# Provided material:
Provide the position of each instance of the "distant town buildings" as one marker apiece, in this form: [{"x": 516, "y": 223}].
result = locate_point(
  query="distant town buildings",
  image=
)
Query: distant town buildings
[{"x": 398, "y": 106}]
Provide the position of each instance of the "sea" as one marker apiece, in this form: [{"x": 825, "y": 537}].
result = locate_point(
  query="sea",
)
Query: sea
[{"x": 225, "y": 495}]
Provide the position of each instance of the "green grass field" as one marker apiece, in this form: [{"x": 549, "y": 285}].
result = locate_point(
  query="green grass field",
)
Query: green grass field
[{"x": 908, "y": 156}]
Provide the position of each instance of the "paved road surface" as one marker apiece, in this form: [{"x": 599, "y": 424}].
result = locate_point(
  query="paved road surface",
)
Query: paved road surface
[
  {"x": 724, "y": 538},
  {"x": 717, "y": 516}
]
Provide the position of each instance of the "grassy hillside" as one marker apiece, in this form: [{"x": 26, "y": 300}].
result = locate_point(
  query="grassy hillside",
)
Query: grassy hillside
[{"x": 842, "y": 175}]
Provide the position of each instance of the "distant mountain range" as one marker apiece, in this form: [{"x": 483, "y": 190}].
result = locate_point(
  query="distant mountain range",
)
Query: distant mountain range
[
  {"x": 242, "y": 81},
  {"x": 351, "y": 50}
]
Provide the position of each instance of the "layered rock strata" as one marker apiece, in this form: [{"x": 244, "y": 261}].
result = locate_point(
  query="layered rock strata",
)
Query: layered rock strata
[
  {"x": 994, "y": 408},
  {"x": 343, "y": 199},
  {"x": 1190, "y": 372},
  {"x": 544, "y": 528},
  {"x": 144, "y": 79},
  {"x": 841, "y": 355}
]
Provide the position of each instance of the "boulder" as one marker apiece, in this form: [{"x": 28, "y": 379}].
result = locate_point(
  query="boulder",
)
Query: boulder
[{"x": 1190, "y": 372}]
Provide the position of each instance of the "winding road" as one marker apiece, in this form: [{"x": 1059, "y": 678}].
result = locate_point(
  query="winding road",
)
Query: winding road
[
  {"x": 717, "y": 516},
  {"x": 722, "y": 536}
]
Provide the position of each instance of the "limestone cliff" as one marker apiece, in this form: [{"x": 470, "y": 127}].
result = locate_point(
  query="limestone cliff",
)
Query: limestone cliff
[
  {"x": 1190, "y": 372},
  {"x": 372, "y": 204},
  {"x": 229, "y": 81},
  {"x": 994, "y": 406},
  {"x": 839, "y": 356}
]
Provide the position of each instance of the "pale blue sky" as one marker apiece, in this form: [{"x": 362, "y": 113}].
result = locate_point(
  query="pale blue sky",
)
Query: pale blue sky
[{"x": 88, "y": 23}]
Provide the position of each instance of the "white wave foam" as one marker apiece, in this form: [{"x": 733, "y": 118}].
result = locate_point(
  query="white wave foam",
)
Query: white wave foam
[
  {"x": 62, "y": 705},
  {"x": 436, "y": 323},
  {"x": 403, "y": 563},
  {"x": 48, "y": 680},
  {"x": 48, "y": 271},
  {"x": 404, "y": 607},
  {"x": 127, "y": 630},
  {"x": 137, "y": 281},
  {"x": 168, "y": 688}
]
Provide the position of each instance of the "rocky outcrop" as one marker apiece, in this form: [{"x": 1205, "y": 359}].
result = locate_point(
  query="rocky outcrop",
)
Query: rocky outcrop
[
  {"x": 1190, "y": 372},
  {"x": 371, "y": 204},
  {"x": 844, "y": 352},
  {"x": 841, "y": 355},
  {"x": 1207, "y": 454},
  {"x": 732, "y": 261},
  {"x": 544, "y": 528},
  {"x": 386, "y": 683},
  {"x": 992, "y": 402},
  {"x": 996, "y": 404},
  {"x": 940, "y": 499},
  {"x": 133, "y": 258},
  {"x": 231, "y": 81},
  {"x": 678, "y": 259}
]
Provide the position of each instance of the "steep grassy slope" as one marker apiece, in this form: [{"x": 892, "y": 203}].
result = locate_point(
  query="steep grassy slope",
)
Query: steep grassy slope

# Problem:
Every line above should be duplicated exactly as it stands.

# Reply:
Provide the position of each instance of the "distant town buildings" as one marker apiece, in this form: [{"x": 516, "y": 223}].
result = locate_point(
  query="distant town buildings",
  image=
)
Query: distant town buildings
[{"x": 398, "y": 106}]
Provide the position of each instance of the "sea" as one marker apiece, in this form: [{"x": 825, "y": 537}].
result = locate_point(
  query="sea",
)
Query: sea
[{"x": 225, "y": 495}]
Provide the position of each instance of the "green grass field" as one marker apiece, in this form: [{"x": 549, "y": 285}].
result = locate_point(
  query="green grass field",
)
Query: green grass field
[{"x": 908, "y": 156}]
Provide the position of each instance of the "paved road surface" as one marker apiece, in this form: [{"x": 599, "y": 424}].
result = locate_point(
  query="paved road surface",
)
Query: paved road surface
[
  {"x": 724, "y": 538},
  {"x": 717, "y": 516}
]
Provide the position of each instance of the "grassy hillside" as one marker apiece, in this form: [{"x": 26, "y": 300}].
result = locate_point(
  query="grassy hillside",
)
Query: grassy hillside
[{"x": 842, "y": 175}]
Provide the position of each instance of the "distant mountain range" as one marker apiece, in this form: [{"x": 483, "y": 190}].
result = locate_point(
  query="distant mountain range",
)
Query: distant mountain range
[
  {"x": 242, "y": 81},
  {"x": 351, "y": 50}
]
Provide the position of each instance of the "layered rock strata" as one marker apiece, in this form: [{"x": 244, "y": 261}].
result = locate_point(
  query="layered rock strata",
)
Query: layered rock strata
[
  {"x": 994, "y": 408},
  {"x": 343, "y": 199},
  {"x": 1190, "y": 372},
  {"x": 544, "y": 528},
  {"x": 144, "y": 79},
  {"x": 841, "y": 355}
]
Provide the position of each instance of the "boulder" as one marker apiece, in this form: [{"x": 28, "y": 379}].
result = locate_point(
  query="boulder",
)
Query: boulder
[{"x": 1190, "y": 372}]
Provide the position of each instance of the "winding road" as one marker apiece, in this form: [{"x": 1059, "y": 678}].
result = locate_point(
  query="winding road",
)
Query: winding road
[
  {"x": 717, "y": 516},
  {"x": 722, "y": 536}
]
Provide the position of each instance of the "limestone cliff" as one marker apiece, in this form: [{"x": 470, "y": 127}].
result = locate_point(
  query="limestone cliff",
)
Query: limestone cliff
[
  {"x": 1190, "y": 372},
  {"x": 372, "y": 204},
  {"x": 229, "y": 81},
  {"x": 994, "y": 406},
  {"x": 839, "y": 356}
]
Provide the position of each instance of the "pale blue sky" as one marker apiece, in this form: [{"x": 362, "y": 113}].
result = locate_point(
  query="pale blue sky",
)
Query: pale blue sky
[{"x": 88, "y": 23}]
Provide the position of each instance of the "white wave foam" as one marker apiece, in this form: [{"x": 733, "y": 118}].
result = locate_point(
  query="white wave foam",
)
Query: white wave foam
[
  {"x": 62, "y": 705},
  {"x": 436, "y": 323},
  {"x": 403, "y": 563},
  {"x": 48, "y": 680},
  {"x": 48, "y": 271},
  {"x": 404, "y": 607},
  {"x": 127, "y": 630},
  {"x": 137, "y": 281},
  {"x": 168, "y": 688}
]
Provide the position of each instance of the "rocky outcrop" as one marker apiece, in this form: [{"x": 1205, "y": 359}].
result = locate_point(
  query="rocky outcrop",
)
Query: rocky outcrop
[
  {"x": 1190, "y": 372},
  {"x": 371, "y": 204},
  {"x": 844, "y": 352},
  {"x": 841, "y": 355},
  {"x": 1207, "y": 454},
  {"x": 732, "y": 261},
  {"x": 544, "y": 528},
  {"x": 386, "y": 683},
  {"x": 992, "y": 402},
  {"x": 996, "y": 404},
  {"x": 940, "y": 499},
  {"x": 133, "y": 258},
  {"x": 231, "y": 81},
  {"x": 678, "y": 259}
]
Provide the position of each instance of the "steep grassy slope" as one marker apiece, in this form: [{"x": 892, "y": 203}].
result = locate_point(
  query="steep grassy slope",
)
Query: steep grassy slope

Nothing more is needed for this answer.